> **CHALLENGE**: Rewrite the listing below with "README quickstart" changed to "Setup guide" everywhere it appears. Keep everything else the same.

┌─ RECORDS

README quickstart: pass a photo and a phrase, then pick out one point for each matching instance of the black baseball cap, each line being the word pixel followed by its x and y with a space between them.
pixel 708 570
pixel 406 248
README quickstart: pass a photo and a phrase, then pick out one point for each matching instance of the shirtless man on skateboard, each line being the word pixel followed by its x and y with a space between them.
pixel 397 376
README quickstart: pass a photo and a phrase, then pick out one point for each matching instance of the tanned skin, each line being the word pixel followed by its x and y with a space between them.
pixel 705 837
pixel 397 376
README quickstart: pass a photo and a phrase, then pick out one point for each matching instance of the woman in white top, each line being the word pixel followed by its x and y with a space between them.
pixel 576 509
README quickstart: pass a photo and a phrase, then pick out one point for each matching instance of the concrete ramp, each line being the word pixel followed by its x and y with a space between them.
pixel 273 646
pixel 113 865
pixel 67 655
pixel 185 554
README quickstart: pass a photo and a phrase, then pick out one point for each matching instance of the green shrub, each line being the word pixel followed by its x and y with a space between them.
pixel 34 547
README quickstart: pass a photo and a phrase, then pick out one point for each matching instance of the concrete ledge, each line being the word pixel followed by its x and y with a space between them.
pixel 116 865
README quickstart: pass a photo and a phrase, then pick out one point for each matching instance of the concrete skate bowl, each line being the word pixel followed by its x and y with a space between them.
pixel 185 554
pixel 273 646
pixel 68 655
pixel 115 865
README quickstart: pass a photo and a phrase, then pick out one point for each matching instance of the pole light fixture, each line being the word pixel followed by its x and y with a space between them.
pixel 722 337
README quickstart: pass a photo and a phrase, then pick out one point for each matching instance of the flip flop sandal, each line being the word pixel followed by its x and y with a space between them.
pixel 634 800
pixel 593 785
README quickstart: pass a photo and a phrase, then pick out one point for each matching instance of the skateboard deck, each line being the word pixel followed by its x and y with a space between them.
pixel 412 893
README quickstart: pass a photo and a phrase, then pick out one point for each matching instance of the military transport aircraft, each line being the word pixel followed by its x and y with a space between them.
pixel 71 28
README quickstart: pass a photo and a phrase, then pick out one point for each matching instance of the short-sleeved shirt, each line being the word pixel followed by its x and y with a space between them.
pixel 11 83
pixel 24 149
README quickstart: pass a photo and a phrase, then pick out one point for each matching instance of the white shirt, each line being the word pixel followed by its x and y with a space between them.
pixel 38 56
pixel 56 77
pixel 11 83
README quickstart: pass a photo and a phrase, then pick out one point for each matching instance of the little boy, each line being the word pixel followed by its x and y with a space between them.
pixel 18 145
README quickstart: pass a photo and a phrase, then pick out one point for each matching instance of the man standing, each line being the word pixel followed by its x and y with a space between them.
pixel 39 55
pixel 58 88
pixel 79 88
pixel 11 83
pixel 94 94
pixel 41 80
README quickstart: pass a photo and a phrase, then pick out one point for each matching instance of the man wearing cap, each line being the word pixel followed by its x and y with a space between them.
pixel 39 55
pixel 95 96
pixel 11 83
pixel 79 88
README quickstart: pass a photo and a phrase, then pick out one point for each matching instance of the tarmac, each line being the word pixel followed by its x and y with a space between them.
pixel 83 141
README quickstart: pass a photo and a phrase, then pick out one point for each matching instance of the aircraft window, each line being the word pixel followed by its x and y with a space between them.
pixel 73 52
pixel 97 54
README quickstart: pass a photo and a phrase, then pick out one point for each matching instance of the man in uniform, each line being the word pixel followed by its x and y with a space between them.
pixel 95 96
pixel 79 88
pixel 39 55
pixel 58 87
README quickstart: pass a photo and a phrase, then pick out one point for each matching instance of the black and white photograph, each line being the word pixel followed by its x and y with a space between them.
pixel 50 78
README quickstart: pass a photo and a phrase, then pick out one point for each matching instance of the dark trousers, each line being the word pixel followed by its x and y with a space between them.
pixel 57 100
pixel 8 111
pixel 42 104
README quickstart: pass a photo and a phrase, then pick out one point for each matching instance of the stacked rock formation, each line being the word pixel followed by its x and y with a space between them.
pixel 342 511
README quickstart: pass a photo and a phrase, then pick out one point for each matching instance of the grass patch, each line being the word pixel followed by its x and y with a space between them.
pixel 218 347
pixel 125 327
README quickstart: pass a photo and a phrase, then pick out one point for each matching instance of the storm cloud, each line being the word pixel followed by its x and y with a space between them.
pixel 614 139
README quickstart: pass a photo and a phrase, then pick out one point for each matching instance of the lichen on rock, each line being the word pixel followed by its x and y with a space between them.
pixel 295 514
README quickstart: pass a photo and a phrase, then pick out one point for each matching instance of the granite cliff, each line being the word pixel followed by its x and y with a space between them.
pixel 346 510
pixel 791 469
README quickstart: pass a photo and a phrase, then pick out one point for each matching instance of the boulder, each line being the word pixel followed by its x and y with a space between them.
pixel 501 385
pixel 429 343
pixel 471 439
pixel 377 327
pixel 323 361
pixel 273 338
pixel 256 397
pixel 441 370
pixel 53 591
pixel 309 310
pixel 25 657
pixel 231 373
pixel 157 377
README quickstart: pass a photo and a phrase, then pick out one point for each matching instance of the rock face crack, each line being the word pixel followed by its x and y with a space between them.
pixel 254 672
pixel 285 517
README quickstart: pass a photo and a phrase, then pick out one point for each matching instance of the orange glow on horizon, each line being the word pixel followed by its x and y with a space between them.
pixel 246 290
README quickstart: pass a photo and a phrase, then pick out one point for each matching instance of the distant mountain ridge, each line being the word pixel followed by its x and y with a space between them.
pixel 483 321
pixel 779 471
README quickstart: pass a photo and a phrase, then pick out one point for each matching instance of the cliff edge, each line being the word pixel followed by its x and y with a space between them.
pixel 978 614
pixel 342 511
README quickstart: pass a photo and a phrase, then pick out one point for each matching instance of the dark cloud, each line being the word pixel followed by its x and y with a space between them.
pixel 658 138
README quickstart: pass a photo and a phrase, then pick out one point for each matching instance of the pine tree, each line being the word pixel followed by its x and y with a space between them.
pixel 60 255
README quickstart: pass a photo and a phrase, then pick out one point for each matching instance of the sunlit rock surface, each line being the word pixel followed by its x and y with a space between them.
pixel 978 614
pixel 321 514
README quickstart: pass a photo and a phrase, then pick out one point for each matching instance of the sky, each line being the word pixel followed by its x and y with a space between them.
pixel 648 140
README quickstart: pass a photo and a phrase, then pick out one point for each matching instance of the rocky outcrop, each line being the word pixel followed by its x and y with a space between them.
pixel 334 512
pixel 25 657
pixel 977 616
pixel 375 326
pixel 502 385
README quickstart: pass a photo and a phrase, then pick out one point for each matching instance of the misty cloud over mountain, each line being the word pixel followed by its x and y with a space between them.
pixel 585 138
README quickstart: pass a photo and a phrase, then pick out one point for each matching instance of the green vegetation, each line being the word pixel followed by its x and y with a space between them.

└─

> **WRITTEN ANSWER**:
Setup guide: pass a photo and a phrase, then pick out one point for each matching instance of the black baseball cap, each line being the word pixel followed by its x and y with a space between them.
pixel 708 570
pixel 406 248
Setup guide: pass a photo and a phrase, then pick out one point for each matching instance of the shirtless man on skateboard, each line being the word pixel followed by its x and y with a space between them.
pixel 397 376
Setup guide: pass a photo and a phrase, then pick out one point for each matching instance of the tanned skin, each line being the word pixel followed by its x and y with a space between them.
pixel 705 837
pixel 397 376
Setup guide: pass a photo and a phrase, then pick out one point for each matching instance of the woman in white top, each line being the word pixel followed by its x and y with a space between them.
pixel 576 509
Setup guide: pass a photo and a phrase, then pick out one point for each matching instance of the concrete ramp, each line being the word pixel followed by its x and y with a space between them.
pixel 273 646
pixel 113 865
pixel 67 655
pixel 185 554
Setup guide: pass a photo and a phrase, then pick out one point for each matching instance of the green shrub, each line being the word pixel followed by its x and y with a space between them.
pixel 34 547
Setup guide: pass a photo and a phrase, then pick out one point for each matching instance of the concrete ledge, each line being the word pixel followed by its x and y with a space between them.
pixel 116 865
Setup guide: pass a photo and a phrase, then pick out one point for each matching instance of the concrete skate bowl, each line being the word pixel followed by its x and y with a space between them.
pixel 185 554
pixel 273 646
pixel 68 655
pixel 115 865
Setup guide: pass a photo and a phrase, then pick out one point for each matching instance of the pole light fixture, each line being the word pixel followed by its x and y with a space between them.
pixel 722 337
Setup guide: pass a photo and a phrase, then pick out one point for each matching instance of the flip flop sandal, each line being the word pixel followed by its x and y with a space between them.
pixel 634 800
pixel 593 785
Setup guide: pass a photo and a phrase, then pick out one point for each matching instance of the skateboard deck, each line being the word pixel followed by its x and y with a space between them.
pixel 412 893
Setup guide: pass a photo and a phrase, then pick out one point for each matching instance of the military transport aircraft, each line being the word pixel followed by its x and y with a space between them.
pixel 71 28
Setup guide: pass a photo and a phrase, then pick out one point for each matching instance of the short-sleeved shirt, each line being the word pixel followed by its x and y with a space between them.
pixel 11 83
pixel 24 149
Setup guide: pass a photo and a phrase, then pick out one point for each matching instance of the white shirt, each line being the word pixel followed by its x and y with a space between them.
pixel 38 56
pixel 56 77
pixel 11 83
Setup guide: pass a photo and a phrase, then pick out one point for each matching instance of the little boy, each line being the word pixel followed by its x and y with a space between them.
pixel 18 145
Setup guide: pass a photo and a phrase, then pick out one point for each matching instance of the man standing, each line being the word pixel followed by its x and y with a space between them.
pixel 39 55
pixel 58 88
pixel 79 88
pixel 11 83
pixel 94 94
pixel 41 80
Setup guide: pass a photo and a phrase, then pick out one point for each matching instance of the man wearing cap, each line being the word pixel followed by its x and y with a space between them.
pixel 39 55
pixel 95 96
pixel 11 83
pixel 79 88
Setup guide: pass a photo and a phrase, then pick out one point for each matching instance of the tarmac, each line being the word pixel followed by its x and y with a space between them.
pixel 83 141
Setup guide: pass a photo and a phrase, then pick out one point for each matching instance of the aircraft window, each line being the word pixel followed by its x and y with a space between them.
pixel 73 52
pixel 97 54
Setup guide: pass a photo and a phrase, then pick out one point for each matching instance of the man in uniform, each line being the word pixel followed by its x and y with a space between them.
pixel 95 96
pixel 79 88
pixel 39 55
pixel 58 87
Setup guide: pass a photo and a phrase, then pick out one point for each matching instance of the black and white photograph, each line being the word pixel followed by its x and y with a space between them.
pixel 50 78
Setup guide: pass a photo and a phrase, then pick out one point for each matching instance of the dark trousers, each line being the word pixel followed by its x and y with a space between them.
pixel 57 100
pixel 8 111
pixel 42 104
Setup guide: pass a photo and a phrase, then pick out one point for each matching instance of the stacked rock formation, each line being the word pixel followed by its x and y with a space between them.
pixel 342 511
Setup guide: pass a photo and a phrase, then pick out one point for each matching instance of the grass patch, each line being the word pixel followed by its x and y with a space between them.
pixel 218 347
pixel 125 327
Setup guide: pass a photo and a phrase, then pick out one point for each matching instance of the storm cloud, each line being the word pixel followed by its x and y with a space between them.
pixel 614 139
Setup guide: pass a photo and a phrase, then pick out one point for each matching instance of the lichen on rock, each line being the word pixel followed by its x and y with a space between them.
pixel 295 514
Setup guide: pass a photo and a phrase, then pick out one point for each matching instance of the granite cliff, each line being the word pixel followed by its x and y with a space between them.
pixel 346 510
pixel 791 469
Setup guide: pass a photo and a phrase, then pick out one point for each matching instance of the boulder, each line being the word pixel followed by its x and y with a space between them.
pixel 501 385
pixel 429 343
pixel 471 439
pixel 377 327
pixel 323 361
pixel 273 338
pixel 256 397
pixel 441 370
pixel 53 591
pixel 309 310
pixel 25 657
pixel 231 373
pixel 157 377
Setup guide: pass a photo and a phrase, then pick out one point for each matching instance of the rock face crack, each line being the word pixel followed by its x and y with a space between them.
pixel 254 672
pixel 285 517
Setup guide: pass a photo and a phrase, then pick out one point for each matching instance of the orange glow on horizon, each line being the word pixel followed by its x and y with a space between them.
pixel 246 290
Setup guide: pass a photo and a phrase, then pick out one point for each matching instance of the distant mountain ridge, each line being the word pixel followed by its x and y with a space between them.
pixel 483 321
pixel 779 471
Setup guide: pass a photo and a phrase, then pick out one point for each matching instance of the cliff edge, each line being the word pixel followed by its x and y with a space between them.
pixel 978 614
pixel 342 511
Setup guide: pass a photo and a phrase, then pick out one point for each matching instance of the dark cloud, each line being the word pixel followed by its x and y with a space between them.
pixel 658 138
Setup guide: pass a photo and a phrase, then pick out one point for each matching instance of the pine tree, each line being the word pixel followed by its x and y with a space between them.
pixel 60 255
Setup guide: pass a photo and a phrase, then pick out one point for each matching instance of the sunlit rock surface, each line being the word pixel followed by its x and y with a space between them.
pixel 978 614
pixel 321 514
Setup guide: pass a photo and a phrase, then pick out one point for each matching instance of the sky, each line being the word pixel followed by its x and y with a space between them.
pixel 648 140
Setup guide: pass a photo and a phrase, then pick out one point for each matching instance of the rocky outcrop, each line being the word pixel followed by its x and y with a space between them.
pixel 334 512
pixel 25 657
pixel 977 616
pixel 375 326
pixel 502 385
Setup guide: pass a photo and a phrase, then pick out one point for each matching instance of the misty cloud over mountain, each line being the word pixel followed by its x and y with a space between them.
pixel 585 138
Setup guide: pass a photo and a phrase, then pick out one point for each matching instance of the green vegetation, each line being the word pixel followed by its x and y with a space between them.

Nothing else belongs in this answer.